Excerpted passage –
........
TRIUMPH OF THE WILL. (1935) ‘THE BANNED MASTERPIECE OF NAZI CINEMA’ REVIEWED BY SANDRA HARRIS. Â©

hitler leni

LENI RIEFENSTAHL’S ‘TRIUMPH OF THE WILL’ OR ‘TRIUMPH DES WILLENS.’ (1935)

‘THE BANNED MASTERPIECE OF NAZI CINEMA’ REVIEWED BY SANDRA HARRIS. ©

‘A devastatingly brilliant piece of film-making.’

HALLIWELL’S FILM GUIDE.

‘Technically brilliant.’

TIME OUT FILM GUIDE.

‘The Party is Hitler—and Hitler is Germany just as Germany is Hitler!’ Rudolf Hess.

‘It is our will that this state and this Reich shall endure through the coming millennia.’ Adolf Hitler.

‘As soon as our own propaganda admits so much as a glimmer of right on the other side, the foundation for doubt in our own right has been laid.’ Adolf Hitler.

We want to be a united nation, and you, my youth, are to become this nation. In the future, we do not wish to see classes and castes, and you must not allow them to develop among you. One day, we want to see one nation.’ Adolf Hitler.

‘The concept of labor will no longer be a dividing one but a uniting one, and no longer will there be anybody in Germany who will regard manual labor any less highly than any other form of labor.’ Adolf Hitler.

This is a much-praised and much-lauded piece of film-making, although you’ll find that its fans are quick to point out that their praise is all for the technical aspects of the film only.

Leni Riefenstahl, Hitler’s pet movie director- Hitler was a big movie fan- has certainly made a fantastic documentary, and all without benefit of much of the modern film-making paraphernalia of today which might possibly have made her mammoth task a bit easier.
........
Recorded information –
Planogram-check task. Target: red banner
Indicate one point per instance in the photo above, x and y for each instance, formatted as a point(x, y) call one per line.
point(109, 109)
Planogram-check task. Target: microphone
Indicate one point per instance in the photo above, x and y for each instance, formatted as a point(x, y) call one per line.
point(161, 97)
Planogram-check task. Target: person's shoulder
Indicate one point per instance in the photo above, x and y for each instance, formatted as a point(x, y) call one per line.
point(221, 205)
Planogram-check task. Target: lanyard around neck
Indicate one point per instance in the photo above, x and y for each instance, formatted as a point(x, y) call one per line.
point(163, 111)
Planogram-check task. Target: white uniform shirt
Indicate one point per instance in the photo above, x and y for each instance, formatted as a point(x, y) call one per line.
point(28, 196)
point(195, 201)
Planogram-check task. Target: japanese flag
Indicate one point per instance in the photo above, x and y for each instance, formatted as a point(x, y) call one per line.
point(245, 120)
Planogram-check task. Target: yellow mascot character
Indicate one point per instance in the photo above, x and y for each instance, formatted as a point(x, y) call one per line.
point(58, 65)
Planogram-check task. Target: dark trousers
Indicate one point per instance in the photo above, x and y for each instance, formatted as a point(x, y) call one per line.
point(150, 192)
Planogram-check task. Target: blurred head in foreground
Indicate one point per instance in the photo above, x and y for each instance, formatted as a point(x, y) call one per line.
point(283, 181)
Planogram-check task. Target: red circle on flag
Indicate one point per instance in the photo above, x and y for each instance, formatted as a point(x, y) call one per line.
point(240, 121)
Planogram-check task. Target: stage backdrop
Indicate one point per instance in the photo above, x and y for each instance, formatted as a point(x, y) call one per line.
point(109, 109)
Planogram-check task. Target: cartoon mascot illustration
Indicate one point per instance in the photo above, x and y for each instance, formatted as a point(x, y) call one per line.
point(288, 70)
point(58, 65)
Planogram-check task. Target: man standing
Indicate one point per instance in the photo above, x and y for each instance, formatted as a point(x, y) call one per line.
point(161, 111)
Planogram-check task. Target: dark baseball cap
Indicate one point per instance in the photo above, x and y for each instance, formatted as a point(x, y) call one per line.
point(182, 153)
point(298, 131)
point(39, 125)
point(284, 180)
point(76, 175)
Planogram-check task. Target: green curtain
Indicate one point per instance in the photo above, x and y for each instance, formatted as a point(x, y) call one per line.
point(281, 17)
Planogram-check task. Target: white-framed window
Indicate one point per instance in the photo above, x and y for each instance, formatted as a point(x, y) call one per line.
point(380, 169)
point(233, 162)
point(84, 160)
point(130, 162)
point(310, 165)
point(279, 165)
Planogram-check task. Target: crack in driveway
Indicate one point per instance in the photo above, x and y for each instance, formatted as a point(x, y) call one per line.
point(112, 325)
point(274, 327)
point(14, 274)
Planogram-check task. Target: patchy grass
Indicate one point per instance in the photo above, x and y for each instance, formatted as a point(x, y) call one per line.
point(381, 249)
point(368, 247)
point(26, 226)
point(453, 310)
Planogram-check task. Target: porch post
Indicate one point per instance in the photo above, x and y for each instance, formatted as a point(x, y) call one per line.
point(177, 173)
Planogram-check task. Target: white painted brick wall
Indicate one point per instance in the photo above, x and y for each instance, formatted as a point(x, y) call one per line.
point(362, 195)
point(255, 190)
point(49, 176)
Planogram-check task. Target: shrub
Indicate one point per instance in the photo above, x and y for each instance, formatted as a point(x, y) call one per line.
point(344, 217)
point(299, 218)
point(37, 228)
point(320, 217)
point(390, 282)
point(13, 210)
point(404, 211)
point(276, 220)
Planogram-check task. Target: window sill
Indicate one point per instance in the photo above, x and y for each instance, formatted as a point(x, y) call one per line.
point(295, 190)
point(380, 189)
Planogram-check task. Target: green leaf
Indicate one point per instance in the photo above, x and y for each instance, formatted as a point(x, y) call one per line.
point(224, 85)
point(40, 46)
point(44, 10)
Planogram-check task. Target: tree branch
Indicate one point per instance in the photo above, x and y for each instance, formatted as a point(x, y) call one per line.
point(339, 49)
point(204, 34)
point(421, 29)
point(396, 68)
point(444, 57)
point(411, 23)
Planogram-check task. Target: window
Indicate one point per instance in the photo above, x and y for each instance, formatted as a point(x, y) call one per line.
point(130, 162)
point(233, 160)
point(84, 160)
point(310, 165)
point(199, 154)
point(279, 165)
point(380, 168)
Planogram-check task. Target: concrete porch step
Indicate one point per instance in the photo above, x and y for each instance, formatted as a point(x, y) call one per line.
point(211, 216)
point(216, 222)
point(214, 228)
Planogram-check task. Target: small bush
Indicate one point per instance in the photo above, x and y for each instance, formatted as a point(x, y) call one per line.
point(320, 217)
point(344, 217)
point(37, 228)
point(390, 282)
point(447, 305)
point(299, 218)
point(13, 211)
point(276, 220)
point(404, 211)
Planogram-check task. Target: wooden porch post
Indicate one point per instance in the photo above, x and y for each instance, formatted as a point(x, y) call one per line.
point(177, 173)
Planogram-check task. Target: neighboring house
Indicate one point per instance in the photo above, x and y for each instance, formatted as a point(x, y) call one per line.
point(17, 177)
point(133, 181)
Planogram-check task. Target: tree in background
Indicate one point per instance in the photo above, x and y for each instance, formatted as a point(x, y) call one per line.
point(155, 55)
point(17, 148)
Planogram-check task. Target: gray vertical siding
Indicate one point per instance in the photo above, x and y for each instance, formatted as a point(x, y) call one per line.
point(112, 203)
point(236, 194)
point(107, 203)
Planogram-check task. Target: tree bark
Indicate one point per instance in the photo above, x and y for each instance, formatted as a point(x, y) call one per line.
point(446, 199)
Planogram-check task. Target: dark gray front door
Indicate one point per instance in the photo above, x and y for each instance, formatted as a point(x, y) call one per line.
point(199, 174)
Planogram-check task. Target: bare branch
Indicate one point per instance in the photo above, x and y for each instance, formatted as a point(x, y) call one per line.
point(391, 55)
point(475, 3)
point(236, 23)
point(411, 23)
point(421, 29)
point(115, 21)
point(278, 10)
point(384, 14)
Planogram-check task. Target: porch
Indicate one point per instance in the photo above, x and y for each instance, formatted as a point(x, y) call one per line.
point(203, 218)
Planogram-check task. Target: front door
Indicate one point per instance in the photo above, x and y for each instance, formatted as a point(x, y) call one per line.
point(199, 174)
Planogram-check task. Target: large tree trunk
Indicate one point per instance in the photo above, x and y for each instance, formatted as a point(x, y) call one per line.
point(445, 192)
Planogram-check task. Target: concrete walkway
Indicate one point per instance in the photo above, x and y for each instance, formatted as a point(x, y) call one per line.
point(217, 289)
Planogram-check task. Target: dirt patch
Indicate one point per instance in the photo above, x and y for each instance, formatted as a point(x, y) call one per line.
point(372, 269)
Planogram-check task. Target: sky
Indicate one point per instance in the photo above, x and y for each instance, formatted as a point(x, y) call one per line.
........
Your task – Retype the review word for word, starting with "TRIUMPH OF THE WILL." and going on through "DES WILLENS.’ (1935)". The material has no connection to the review.

Response to the task –
TRIUMPH OF THE WILL. (1935) ‘THE BANNED MASTERPIECE OF NAZI CINEMA’ REVIEWED BY SANDRA HARRIS. Â©

hitler leni

LENI RIEFENSTAHL’S ‘TRIUMPH OF THE WILL’ OR ‘TRIUMPH DES WILLENS.’ (1935)